**Problems to solve**
1. From the article on the Jay Anderson John Doe hearing, output the passage that begins at the words "The final day" and ends after "last John Doe hearing.", reproducing it word for word.
2. Pick out each line of the listing that contains the string "tree", and copy those lines unchanged.

**Document excerpt**

Wauwatosa Chief Barry Weber takes the stand for the Jay Anderson John Doe hearing. (Photo | Isiah Holmes)
The final day of the John Doe hearing into the 2016 shooting of Jay Anderson Jr., 25, by former Wauwatosa officer Joseph Mensah left lingering questions. Among the people who took the stand was Wauwatosa Police Chief Barry Weber, who is set to retire by June. Weber was compelled to testify after a motion to quash a subpoena requesting his testimony was rejected during the last John Doe hearing.
Lawyers representing the chief had argued that Weber wouldn’t have relevant knowledge of the shooting investigation, which was led by the Milwaukee Police Department (MPD). State law has requires that police shooting investigations not be led by the agency involved in the incident. MPD led the investigation into the Anderson shooting as part of the Milwaukee Area Investigative Team (MAIT), a network of investigators which includes Wauwatosa personnel.
Attorney Kimberley Motley used the first hearing to highlight the Wauwatosa Police Department’s (WPD) involvement in the Anderson investigation. WPD detectives canvassed the surrounding area for witnesses days after the shooting. The reports they authored undermined Weber’s arguments that his department wasn’t involved in the investigation.
One of those detectives was Joseph Roy, who was promoted to the rank of lieutenant in 2020 and now helps oversee the open records division. Roy testified that he had conducted his canvases for witnesses at the direction of a WPD detective-lieutenant who was his superior at the time. WPD also collected footage from the nearby Madison Elementary School’s security cameras which may have captured Mensah entering the lot.

**Object pointing dataset rows**
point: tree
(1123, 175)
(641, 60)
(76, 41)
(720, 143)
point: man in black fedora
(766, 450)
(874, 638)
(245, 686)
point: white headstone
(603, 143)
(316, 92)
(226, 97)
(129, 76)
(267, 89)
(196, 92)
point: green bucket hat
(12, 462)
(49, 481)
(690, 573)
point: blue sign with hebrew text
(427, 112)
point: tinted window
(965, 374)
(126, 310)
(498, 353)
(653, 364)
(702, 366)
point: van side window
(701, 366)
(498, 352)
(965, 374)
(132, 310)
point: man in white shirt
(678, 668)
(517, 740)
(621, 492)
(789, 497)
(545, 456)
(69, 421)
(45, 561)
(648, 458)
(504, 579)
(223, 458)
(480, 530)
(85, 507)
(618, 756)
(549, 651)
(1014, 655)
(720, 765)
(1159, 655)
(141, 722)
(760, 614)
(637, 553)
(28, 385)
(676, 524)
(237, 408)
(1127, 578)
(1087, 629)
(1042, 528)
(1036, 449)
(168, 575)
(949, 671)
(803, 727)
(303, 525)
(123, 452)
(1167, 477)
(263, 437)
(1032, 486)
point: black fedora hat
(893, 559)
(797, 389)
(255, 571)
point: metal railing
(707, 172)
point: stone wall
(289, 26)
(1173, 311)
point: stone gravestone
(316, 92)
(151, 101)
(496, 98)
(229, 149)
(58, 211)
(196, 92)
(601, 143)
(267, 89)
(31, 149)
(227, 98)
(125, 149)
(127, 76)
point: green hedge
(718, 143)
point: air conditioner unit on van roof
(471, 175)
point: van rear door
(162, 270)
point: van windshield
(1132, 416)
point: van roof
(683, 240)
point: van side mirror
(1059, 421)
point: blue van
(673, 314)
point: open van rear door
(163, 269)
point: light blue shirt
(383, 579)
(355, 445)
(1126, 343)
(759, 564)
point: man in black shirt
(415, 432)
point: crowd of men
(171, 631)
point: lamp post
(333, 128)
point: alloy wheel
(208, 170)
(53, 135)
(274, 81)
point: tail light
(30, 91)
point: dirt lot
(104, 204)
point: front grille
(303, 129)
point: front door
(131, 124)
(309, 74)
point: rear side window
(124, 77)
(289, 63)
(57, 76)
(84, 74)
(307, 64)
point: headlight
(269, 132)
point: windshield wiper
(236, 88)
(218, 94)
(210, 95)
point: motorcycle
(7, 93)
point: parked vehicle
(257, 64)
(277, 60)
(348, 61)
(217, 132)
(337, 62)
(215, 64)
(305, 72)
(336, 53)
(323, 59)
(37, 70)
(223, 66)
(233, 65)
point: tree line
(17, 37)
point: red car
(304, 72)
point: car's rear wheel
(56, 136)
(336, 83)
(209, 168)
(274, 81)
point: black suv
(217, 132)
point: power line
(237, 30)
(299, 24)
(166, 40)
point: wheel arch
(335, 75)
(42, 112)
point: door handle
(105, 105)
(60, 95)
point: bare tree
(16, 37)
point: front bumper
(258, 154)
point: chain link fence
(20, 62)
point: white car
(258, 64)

**In response**
1.
The final day of the John Doe hearing into the 2016 shooting of Jay Anderson Jr., 25, by former Wauwatosa officer Joseph Mensah left lingering questions. Among the people who took the stand was Wauwatosa Police Chief Barry Weber, who is set to retire by June. Weber was compelled to testify after a motion to quash a subpoena requesting his testimony was rejected during the last John Doe hearing.

2.
point: tree
point: tree line
point: bare tree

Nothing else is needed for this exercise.